--- start of DATASET ROWS ---
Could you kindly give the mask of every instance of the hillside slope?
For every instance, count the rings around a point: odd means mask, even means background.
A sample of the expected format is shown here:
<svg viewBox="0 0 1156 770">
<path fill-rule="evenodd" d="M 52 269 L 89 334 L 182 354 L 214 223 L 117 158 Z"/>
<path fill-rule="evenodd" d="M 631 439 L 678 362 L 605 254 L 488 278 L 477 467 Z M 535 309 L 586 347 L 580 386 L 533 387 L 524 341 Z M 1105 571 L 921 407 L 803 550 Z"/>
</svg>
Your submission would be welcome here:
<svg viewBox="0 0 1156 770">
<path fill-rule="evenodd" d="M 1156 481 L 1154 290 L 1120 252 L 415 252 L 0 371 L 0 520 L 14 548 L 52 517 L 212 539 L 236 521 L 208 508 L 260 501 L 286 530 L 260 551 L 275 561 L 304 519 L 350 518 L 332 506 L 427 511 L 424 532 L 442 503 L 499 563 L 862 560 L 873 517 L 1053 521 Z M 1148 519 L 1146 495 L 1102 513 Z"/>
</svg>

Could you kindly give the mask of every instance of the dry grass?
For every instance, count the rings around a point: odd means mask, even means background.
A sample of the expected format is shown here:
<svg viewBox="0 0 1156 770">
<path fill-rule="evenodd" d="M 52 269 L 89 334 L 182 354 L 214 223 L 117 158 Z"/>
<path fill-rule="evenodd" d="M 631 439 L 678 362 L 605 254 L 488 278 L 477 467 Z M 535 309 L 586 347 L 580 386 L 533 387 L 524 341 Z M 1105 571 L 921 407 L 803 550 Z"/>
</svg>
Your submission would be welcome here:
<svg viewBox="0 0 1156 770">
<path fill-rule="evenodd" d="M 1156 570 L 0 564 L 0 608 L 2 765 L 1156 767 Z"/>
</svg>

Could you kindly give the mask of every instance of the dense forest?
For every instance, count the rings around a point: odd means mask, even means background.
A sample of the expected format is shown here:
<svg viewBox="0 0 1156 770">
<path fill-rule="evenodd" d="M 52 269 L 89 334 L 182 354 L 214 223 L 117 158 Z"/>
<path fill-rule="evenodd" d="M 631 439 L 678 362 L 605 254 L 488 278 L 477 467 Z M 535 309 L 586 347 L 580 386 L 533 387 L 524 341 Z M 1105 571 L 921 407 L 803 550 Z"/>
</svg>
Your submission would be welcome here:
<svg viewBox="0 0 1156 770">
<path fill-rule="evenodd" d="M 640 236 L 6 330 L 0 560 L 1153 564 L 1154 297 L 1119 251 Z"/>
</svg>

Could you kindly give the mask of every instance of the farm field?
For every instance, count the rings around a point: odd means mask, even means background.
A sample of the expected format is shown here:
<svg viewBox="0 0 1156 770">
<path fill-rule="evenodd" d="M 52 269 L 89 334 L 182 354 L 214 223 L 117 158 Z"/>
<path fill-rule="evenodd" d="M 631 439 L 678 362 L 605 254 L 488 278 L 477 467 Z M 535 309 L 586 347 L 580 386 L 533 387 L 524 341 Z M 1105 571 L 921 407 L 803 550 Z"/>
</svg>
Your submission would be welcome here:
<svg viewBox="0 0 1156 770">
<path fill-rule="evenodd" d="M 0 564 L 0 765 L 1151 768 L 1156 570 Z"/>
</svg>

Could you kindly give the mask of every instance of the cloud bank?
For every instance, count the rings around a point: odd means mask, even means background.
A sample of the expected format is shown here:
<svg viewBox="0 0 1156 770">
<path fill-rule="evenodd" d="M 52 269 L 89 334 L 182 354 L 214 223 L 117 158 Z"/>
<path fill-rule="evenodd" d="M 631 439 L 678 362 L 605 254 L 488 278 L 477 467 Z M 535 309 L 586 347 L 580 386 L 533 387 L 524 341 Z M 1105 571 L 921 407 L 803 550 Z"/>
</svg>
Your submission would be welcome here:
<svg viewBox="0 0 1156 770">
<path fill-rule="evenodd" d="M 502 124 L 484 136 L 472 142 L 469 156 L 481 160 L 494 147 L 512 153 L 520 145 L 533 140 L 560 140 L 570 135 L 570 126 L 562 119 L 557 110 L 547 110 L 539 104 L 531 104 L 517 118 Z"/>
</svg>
--- end of DATASET ROWS ---
Word for word, quote the lines from the line containing "the dense forest?" through the end of the material, both included, and nothing else.

ANSWER TO THIS EXERCISE:
Could you kindly give the mask of every instance of the dense forest?
For every instance, count the rings around a point: odd means mask, even means background.
A sample of the expected format is shown here:
<svg viewBox="0 0 1156 770">
<path fill-rule="evenodd" d="M 52 269 L 89 334 L 182 354 L 214 223 L 117 158 Z"/>
<path fill-rule="evenodd" d="M 631 439 L 678 362 L 605 254 L 488 278 L 477 467 Z M 535 309 L 586 347 L 580 386 L 533 387 L 524 341 Z M 1105 571 L 921 407 L 803 550 Z"/>
</svg>
Your submission would be welcome here:
<svg viewBox="0 0 1156 770">
<path fill-rule="evenodd" d="M 640 236 L 6 330 L 0 560 L 1153 564 L 1154 297 L 1119 251 Z"/>
</svg>

Could you kindly give the mask of every instance of the farm field?
For every instance, count the rings around a point: odd means mask, even means background.
A sample of the expected format is shown here:
<svg viewBox="0 0 1156 770">
<path fill-rule="evenodd" d="M 52 269 L 89 334 L 182 354 L 214 223 L 117 158 Z"/>
<path fill-rule="evenodd" d="M 631 439 L 678 362 L 605 254 L 488 278 L 477 467 Z M 535 309 L 586 347 L 580 386 L 533 387 L 524 341 Z M 1105 571 L 921 407 L 803 550 Z"/>
</svg>
Your submission would be welcome here:
<svg viewBox="0 0 1156 770">
<path fill-rule="evenodd" d="M 0 564 L 0 765 L 1151 768 L 1156 570 Z"/>
</svg>

Could you kindly give the mask of every instance of the cloud bank?
For every instance, count the rings around a point: odd means mask, even means background.
A sample of the expected format is shown here:
<svg viewBox="0 0 1156 770">
<path fill-rule="evenodd" d="M 52 269 L 89 334 L 182 354 L 214 223 L 117 158 Z"/>
<path fill-rule="evenodd" d="M 631 439 L 678 362 L 605 254 L 488 278 L 477 467 Z M 535 309 L 586 347 L 580 386 L 533 387 L 524 341 Z M 1105 571 L 921 407 L 803 550 Z"/>
</svg>
Your submission would be welcome here:
<svg viewBox="0 0 1156 770">
<path fill-rule="evenodd" d="M 502 124 L 484 136 L 472 142 L 469 156 L 481 160 L 494 147 L 512 153 L 520 145 L 533 140 L 560 140 L 570 135 L 570 126 L 562 119 L 557 110 L 547 110 L 539 104 L 531 104 L 517 118 Z"/>
</svg>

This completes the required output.